WHAT IS BEING ASKED:
Copy every line of the entries that includes the word "below".

━━━ EXTRACTED RECORDS ━━━

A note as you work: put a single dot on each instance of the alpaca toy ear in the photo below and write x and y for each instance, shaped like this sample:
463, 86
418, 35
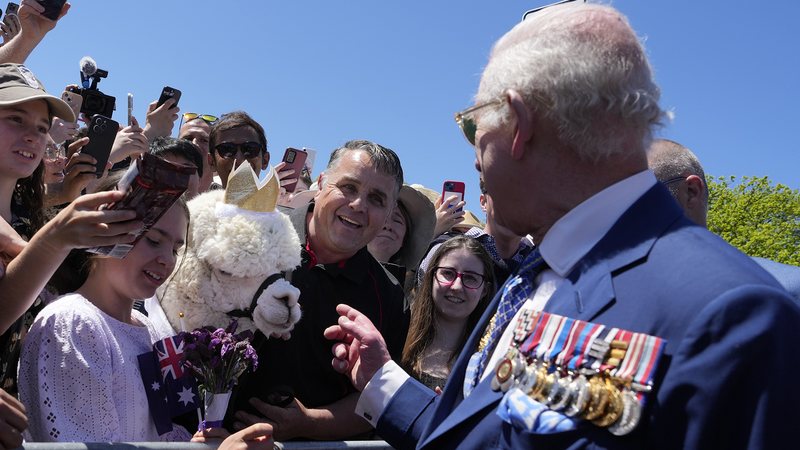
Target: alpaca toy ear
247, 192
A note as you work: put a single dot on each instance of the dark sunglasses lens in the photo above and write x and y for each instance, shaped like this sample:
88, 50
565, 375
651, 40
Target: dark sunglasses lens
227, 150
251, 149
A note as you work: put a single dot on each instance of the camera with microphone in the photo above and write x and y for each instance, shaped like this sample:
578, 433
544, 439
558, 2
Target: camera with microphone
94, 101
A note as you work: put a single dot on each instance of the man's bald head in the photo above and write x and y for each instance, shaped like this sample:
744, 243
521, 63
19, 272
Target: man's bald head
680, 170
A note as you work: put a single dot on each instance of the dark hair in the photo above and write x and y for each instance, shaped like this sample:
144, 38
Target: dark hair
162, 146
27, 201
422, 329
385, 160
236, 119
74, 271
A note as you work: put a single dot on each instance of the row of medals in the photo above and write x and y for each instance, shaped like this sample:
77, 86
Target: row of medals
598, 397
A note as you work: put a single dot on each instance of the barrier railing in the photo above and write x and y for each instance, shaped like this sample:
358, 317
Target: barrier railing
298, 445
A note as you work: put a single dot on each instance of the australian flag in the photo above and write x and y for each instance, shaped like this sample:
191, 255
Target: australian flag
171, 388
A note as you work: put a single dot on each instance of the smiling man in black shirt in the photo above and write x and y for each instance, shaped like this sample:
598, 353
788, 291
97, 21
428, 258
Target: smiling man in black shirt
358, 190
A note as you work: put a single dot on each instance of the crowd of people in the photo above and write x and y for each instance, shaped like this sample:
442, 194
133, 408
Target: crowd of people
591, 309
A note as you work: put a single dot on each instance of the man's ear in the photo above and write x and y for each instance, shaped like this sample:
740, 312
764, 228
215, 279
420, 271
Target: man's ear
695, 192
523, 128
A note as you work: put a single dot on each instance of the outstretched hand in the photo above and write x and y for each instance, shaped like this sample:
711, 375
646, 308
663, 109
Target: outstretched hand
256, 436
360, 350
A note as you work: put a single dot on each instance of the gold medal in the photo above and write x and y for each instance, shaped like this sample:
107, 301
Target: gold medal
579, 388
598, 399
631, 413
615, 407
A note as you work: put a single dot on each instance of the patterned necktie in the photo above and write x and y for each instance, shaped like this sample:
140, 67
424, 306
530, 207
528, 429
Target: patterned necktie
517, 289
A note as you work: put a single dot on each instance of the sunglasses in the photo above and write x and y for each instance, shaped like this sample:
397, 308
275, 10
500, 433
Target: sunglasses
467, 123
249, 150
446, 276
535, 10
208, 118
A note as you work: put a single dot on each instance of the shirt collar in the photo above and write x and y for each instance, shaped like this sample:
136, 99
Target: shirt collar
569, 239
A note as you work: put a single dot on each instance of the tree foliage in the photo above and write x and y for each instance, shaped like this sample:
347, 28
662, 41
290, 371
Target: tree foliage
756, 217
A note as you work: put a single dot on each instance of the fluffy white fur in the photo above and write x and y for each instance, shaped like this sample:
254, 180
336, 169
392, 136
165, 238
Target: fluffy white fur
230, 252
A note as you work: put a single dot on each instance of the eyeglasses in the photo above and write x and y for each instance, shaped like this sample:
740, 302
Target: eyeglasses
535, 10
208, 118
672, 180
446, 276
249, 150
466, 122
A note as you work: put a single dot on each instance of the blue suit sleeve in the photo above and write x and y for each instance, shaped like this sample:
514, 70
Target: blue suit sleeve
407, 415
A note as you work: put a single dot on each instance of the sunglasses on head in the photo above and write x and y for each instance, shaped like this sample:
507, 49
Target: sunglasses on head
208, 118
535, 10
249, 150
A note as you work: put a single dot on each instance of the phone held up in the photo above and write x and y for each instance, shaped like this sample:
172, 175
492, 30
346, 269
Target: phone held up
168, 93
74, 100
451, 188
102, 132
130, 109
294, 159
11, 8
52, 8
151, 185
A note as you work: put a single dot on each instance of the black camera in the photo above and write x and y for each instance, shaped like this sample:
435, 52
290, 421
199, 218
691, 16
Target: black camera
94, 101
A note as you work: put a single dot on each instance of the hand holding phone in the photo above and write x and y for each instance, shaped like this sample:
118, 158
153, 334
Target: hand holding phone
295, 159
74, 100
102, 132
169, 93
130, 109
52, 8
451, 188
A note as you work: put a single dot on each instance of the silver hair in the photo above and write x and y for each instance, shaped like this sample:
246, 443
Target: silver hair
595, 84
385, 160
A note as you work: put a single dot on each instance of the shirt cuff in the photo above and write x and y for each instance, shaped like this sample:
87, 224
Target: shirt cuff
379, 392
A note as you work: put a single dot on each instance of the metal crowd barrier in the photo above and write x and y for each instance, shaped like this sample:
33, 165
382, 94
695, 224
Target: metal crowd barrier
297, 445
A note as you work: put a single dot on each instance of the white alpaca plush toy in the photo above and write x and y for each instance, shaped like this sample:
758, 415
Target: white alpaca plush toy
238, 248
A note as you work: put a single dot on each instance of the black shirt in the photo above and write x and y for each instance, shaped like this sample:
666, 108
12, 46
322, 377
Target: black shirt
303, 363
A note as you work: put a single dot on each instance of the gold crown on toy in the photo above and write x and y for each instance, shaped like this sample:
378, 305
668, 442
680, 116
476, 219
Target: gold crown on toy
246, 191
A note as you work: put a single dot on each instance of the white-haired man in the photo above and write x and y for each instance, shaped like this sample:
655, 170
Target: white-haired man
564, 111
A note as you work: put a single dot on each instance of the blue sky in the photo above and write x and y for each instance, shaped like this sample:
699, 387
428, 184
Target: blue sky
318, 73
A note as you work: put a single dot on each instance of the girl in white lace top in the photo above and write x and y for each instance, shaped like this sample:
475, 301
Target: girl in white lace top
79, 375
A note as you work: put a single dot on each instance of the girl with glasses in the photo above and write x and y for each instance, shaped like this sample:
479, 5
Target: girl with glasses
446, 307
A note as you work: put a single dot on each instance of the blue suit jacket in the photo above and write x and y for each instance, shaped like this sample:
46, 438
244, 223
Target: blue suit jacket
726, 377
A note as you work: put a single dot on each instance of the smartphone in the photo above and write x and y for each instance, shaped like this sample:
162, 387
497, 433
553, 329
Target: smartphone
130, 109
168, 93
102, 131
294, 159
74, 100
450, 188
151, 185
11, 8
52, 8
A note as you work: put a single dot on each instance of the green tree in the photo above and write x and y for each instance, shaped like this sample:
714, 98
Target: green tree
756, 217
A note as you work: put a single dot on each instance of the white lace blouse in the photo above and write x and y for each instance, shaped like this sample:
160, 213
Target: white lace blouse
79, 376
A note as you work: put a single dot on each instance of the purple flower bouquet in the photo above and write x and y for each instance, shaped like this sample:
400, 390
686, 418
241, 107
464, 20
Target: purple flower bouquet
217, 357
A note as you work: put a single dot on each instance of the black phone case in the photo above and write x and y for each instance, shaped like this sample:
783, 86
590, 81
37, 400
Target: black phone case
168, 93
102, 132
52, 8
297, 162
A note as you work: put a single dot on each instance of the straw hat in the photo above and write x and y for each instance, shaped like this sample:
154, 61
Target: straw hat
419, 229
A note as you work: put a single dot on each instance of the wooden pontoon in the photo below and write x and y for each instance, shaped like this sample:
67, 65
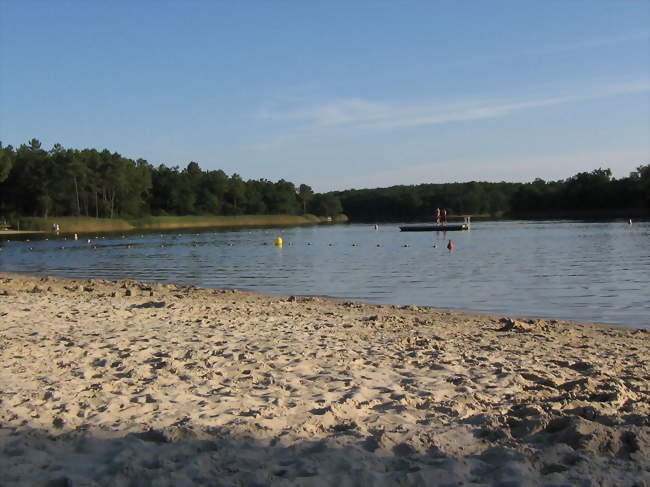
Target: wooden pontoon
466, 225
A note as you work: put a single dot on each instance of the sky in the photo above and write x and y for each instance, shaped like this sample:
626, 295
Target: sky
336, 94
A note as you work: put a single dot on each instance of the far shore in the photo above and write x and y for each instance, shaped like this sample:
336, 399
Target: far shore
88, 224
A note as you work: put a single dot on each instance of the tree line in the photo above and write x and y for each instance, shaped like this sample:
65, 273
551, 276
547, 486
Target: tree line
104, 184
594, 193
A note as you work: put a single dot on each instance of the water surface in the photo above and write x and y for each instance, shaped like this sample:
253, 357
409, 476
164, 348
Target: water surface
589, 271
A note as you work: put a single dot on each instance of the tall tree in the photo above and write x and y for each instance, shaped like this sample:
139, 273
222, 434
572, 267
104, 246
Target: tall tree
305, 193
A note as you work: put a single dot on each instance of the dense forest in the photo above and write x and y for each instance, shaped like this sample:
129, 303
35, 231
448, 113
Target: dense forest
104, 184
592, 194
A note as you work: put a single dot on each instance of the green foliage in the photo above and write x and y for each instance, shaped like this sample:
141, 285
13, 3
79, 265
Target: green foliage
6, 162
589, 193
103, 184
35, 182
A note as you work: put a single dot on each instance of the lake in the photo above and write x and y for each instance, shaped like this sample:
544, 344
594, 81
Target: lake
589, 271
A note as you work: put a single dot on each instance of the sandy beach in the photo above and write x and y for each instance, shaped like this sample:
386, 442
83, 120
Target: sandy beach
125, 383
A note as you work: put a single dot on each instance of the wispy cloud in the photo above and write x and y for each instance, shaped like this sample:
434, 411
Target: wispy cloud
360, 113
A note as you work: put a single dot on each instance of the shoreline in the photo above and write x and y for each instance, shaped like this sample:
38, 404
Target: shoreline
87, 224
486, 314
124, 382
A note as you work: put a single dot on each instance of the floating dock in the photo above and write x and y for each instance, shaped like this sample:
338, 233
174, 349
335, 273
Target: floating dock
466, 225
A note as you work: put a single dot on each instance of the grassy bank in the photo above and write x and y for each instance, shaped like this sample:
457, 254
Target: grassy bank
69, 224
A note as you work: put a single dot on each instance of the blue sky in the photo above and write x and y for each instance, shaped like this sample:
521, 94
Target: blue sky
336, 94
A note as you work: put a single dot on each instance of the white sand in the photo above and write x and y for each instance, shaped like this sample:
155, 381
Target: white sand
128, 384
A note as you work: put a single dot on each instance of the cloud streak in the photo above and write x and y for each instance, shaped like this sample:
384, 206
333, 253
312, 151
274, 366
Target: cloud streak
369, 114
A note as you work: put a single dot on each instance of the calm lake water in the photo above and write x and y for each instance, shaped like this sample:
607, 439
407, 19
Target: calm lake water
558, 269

━━━
━━━ EXTRACTED RECORDS ━━━

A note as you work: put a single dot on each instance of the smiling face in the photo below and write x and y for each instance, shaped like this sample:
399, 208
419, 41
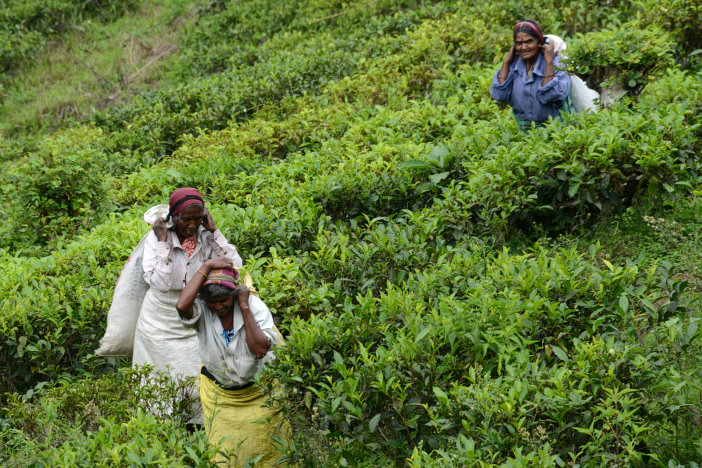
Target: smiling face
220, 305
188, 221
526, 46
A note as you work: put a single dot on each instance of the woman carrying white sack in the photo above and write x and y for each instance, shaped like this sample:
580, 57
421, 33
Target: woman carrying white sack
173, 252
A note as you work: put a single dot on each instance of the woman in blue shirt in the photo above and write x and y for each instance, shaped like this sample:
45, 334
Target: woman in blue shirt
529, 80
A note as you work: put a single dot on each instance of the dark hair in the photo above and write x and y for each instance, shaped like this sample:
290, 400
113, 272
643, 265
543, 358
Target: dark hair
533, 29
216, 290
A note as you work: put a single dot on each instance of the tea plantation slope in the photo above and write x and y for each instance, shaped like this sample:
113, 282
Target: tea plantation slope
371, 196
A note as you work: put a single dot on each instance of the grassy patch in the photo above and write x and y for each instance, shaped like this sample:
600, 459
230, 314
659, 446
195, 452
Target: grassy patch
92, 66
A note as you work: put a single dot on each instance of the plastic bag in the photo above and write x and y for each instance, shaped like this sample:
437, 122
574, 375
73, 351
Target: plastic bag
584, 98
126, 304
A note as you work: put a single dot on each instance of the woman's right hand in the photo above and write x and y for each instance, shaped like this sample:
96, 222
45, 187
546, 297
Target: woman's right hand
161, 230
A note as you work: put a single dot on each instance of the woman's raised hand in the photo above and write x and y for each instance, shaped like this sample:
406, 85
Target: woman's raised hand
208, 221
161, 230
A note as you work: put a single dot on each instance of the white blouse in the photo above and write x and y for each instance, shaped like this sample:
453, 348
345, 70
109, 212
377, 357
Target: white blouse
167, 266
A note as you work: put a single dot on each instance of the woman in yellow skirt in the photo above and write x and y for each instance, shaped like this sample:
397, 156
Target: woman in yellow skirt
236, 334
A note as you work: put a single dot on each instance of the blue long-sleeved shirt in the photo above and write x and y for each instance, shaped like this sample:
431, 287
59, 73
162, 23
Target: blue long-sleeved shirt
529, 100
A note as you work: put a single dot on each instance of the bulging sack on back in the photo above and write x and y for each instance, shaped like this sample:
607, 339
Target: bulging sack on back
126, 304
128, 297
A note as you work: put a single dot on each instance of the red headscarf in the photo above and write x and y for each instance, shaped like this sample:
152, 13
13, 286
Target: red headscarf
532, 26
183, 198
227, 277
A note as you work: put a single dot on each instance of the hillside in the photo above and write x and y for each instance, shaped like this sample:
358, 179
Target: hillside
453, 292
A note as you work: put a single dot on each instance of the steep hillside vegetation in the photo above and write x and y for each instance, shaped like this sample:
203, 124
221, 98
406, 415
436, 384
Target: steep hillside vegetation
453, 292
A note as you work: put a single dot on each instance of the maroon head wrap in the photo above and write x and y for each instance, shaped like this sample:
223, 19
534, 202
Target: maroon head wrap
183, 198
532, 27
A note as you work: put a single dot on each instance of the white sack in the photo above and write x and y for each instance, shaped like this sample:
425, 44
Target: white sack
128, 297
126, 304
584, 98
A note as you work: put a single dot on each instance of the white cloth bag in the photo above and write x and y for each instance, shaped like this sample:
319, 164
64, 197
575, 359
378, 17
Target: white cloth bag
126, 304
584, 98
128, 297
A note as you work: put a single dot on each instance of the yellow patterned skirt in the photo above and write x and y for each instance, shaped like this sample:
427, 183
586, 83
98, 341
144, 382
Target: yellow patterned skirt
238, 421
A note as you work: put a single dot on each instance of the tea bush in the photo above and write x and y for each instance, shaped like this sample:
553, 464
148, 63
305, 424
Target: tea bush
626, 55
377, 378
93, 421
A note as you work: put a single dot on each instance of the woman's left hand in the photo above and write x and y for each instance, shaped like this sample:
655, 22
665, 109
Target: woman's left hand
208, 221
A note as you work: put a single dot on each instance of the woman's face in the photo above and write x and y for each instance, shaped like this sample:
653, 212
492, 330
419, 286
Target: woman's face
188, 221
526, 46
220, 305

━━━

FINISHED TASK:
A note as you work: put a single dot on each instance of the alpaca toy ear in the photo below and write x and y for each instance, shaped like this sample:
A note as you work: put a single dot on each instance of the wooden pontoon in the photo below and write x and y for each instance, shaped like this sample:
A note as you work: put a single dot on each instance of the smiling face in the photo below and write x and y for each instance, shaped like this sample:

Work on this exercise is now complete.